### Dataset records

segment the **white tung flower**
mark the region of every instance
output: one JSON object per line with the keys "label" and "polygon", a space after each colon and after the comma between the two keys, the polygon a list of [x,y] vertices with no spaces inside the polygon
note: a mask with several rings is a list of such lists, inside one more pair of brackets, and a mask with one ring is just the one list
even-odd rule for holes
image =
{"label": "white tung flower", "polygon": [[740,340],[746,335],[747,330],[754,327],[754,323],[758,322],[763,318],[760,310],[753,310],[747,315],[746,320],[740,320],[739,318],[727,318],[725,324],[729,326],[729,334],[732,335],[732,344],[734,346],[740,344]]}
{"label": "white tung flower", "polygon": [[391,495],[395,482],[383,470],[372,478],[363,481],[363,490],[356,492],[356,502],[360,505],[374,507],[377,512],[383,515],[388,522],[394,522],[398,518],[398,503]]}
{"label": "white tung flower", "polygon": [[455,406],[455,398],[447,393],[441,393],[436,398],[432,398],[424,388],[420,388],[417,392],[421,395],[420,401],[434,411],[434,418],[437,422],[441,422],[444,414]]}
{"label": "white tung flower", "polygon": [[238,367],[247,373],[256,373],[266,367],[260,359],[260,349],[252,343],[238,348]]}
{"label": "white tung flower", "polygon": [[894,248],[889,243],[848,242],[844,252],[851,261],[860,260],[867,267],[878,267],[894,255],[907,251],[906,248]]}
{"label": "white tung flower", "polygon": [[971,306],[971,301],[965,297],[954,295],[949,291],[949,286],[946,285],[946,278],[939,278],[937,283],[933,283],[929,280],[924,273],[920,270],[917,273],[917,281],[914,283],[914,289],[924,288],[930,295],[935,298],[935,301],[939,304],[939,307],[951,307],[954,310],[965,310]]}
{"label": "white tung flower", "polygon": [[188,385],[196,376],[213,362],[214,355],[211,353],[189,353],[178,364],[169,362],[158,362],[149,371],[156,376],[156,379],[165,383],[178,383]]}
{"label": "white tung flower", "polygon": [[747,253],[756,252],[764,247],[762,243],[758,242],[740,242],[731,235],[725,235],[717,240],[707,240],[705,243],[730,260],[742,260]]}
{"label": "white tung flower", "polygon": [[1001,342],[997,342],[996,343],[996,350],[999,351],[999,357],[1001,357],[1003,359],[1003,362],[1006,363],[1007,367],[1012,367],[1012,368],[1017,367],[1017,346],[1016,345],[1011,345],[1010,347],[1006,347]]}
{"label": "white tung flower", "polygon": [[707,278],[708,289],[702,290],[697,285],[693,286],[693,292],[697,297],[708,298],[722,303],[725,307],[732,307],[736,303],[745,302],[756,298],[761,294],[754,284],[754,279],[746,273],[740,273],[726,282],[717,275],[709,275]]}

######
### Dataset records

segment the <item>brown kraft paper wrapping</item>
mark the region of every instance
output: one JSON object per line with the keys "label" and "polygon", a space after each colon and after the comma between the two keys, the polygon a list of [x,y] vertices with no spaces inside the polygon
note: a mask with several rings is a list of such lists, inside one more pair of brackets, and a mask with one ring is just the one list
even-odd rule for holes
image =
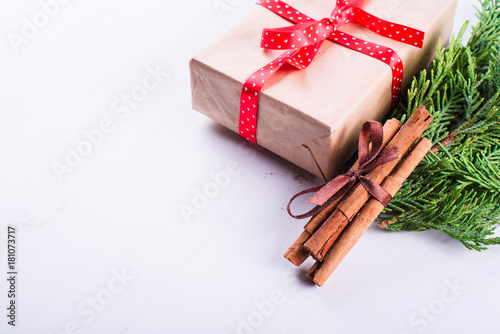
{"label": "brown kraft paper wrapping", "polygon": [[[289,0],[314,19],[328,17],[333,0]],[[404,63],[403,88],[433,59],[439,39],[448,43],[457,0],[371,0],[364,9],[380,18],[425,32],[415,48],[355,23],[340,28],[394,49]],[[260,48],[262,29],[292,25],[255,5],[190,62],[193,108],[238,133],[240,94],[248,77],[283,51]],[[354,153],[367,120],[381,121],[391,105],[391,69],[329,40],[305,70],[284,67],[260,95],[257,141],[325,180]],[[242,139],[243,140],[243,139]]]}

######
### Dataset records

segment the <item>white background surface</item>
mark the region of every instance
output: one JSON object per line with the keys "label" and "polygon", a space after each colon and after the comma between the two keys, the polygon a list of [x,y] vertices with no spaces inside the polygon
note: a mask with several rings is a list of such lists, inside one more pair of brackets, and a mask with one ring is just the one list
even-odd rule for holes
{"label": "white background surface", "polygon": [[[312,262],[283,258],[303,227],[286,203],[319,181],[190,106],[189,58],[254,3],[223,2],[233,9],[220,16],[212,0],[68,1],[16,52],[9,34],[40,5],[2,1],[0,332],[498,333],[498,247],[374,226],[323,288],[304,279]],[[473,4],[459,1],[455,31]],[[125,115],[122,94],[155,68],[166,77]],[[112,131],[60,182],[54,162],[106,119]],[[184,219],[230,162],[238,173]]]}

######

--- What to do ---
Which lines in the records above include the word "segment"? Copy them out.

--- Answer to the problem ---
segment the **white tung flower**
segment the <item>brown kraft paper wrapping</item>
segment the <item>white background surface</item>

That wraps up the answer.